>> START Source passage

George Meade Bowers (September 13, 1863 – December 7, 1925) was an American politician who represented West Virginia in the United States House of Representatives from 1916 to 1923.

Biography
Bowers was born in Gerrardstown, West Virginia. He was educated by private tutors and attended high school. Later, he engaged in banking.

Bowers served as a member of the West Virginia House of Delegates from 1883 to 1887. He was the supervisor of the United States census for West Virginia in 1890 and a delegate to the Republican National Convention in 1892. He was a member and treasurer of the board of World’s Fair commissioners for West Virginia in 1893 and as the United States Commissioner of Fish and Fisheries led the United States Commission of Fish and Fisheries (widely referred to the United States Fish Commission) from 1898 to 1903 and its successor organization, the United States Bureau of Fisheries, from 1903 to 1913, when he resigned.

>> END Source passage
>> START Data entries

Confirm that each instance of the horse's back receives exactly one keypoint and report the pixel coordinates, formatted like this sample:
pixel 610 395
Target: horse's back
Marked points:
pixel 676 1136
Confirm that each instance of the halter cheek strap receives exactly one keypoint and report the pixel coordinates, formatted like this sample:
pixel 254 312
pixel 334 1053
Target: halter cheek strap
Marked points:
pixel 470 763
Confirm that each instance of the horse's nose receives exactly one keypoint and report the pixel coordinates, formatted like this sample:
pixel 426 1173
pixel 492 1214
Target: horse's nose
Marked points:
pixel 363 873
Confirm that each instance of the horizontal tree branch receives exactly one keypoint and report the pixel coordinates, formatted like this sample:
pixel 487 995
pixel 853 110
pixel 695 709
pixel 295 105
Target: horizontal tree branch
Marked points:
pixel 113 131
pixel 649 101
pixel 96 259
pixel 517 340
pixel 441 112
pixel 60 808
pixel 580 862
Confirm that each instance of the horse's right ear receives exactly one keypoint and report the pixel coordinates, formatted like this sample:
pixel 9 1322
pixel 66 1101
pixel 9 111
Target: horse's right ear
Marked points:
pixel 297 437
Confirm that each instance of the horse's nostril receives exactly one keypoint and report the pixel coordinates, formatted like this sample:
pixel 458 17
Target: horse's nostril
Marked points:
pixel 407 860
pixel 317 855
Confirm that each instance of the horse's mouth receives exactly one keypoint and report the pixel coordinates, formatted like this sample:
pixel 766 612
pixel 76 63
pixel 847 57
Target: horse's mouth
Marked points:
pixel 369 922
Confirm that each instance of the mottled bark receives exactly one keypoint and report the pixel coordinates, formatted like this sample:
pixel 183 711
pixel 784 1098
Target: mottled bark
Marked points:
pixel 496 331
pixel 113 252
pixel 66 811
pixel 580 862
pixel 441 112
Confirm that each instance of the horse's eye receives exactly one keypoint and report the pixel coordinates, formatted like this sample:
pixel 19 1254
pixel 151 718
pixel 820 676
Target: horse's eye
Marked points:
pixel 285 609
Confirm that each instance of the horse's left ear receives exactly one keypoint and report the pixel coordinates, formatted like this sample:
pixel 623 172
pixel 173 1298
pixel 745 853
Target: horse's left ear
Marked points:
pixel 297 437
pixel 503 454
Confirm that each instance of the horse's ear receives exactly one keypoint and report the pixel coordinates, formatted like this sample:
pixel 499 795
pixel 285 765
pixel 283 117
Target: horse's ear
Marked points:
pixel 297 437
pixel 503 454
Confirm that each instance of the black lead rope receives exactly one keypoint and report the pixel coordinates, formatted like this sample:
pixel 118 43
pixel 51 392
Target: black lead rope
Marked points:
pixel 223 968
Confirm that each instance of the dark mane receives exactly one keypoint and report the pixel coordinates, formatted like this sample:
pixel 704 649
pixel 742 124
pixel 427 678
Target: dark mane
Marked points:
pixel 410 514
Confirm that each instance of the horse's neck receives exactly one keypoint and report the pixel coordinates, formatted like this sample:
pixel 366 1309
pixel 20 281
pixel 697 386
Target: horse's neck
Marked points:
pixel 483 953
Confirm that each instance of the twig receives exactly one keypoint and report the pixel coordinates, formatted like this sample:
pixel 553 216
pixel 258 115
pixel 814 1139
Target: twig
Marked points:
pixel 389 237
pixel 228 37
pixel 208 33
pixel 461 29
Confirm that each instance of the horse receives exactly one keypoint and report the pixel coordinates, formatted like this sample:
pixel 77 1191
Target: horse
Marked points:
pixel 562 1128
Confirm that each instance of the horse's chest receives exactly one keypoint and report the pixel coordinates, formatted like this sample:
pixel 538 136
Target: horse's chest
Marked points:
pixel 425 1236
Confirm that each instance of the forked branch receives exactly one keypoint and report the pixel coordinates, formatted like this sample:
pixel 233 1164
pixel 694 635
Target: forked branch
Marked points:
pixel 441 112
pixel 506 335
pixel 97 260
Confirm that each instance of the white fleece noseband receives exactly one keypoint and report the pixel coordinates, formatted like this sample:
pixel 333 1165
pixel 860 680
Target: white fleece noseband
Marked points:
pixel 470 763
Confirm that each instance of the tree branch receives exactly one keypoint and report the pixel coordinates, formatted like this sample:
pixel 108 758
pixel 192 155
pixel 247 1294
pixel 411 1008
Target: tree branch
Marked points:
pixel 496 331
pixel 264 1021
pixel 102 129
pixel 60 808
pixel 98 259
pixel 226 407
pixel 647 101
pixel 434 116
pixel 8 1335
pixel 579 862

>> END Data entries
>> START Data entries

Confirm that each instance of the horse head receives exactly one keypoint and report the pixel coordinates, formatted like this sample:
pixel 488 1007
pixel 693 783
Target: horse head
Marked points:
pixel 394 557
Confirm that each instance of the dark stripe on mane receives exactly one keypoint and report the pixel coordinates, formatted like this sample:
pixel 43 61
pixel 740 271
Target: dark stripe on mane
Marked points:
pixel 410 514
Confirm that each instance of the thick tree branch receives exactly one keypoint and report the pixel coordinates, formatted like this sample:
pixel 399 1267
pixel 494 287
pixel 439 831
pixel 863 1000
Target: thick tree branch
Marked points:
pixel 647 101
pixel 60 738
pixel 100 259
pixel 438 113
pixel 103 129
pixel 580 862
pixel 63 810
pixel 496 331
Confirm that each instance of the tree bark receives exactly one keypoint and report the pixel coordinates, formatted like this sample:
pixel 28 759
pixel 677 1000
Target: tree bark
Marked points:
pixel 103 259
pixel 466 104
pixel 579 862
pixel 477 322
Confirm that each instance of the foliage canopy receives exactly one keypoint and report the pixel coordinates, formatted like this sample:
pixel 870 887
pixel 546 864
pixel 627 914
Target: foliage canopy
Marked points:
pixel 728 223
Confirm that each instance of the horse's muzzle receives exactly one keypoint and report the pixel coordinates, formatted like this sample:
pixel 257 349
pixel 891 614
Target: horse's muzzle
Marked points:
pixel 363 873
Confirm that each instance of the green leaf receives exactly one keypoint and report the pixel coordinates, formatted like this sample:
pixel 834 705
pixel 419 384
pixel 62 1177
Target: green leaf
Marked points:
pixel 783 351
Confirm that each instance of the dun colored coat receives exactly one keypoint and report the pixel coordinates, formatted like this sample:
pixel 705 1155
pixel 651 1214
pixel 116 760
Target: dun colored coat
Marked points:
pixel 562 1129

>> END Data entries

- Aim of the task -
Repeat the George Meade Bowers biography word for word from "Bowers served as" to "when he resigned.".

- Result of the exercise -
Bowers served as a member of the West Virginia House of Delegates from 1883 to 1887. He was the supervisor of the United States census for West Virginia in 1890 and a delegate to the Republican National Convention in 1892. He was a member and treasurer of the board of World’s Fair commissioners for West Virginia in 1893 and as the United States Commissioner of Fish and Fisheries led the United States Commission of Fish and Fisheries (widely referred to the United States Fish Commission) from 1898 to 1903 and its successor organization, the United States Bureau of Fisheries, from 1903 to 1913, when he resigned.